What you have to do: Render every entry exactly as it appears.

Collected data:
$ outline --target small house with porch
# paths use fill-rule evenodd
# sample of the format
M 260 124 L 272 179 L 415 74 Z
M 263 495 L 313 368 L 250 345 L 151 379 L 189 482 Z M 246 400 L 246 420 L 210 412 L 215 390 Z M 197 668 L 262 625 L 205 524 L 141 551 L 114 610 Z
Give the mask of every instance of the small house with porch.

Written answer:
$ outline --target small house with porch
# paths use fill-rule evenodd
# sample of the format
M 260 124 L 272 179 L 415 74 Z
M 263 495 L 313 368 L 250 345 L 151 379 L 189 482 Z M 246 400 L 246 420 L 210 412 L 215 390 Z M 197 668 L 262 625 L 205 524 L 141 551 L 114 610 Z
Give the mask of every instance of the small house with porch.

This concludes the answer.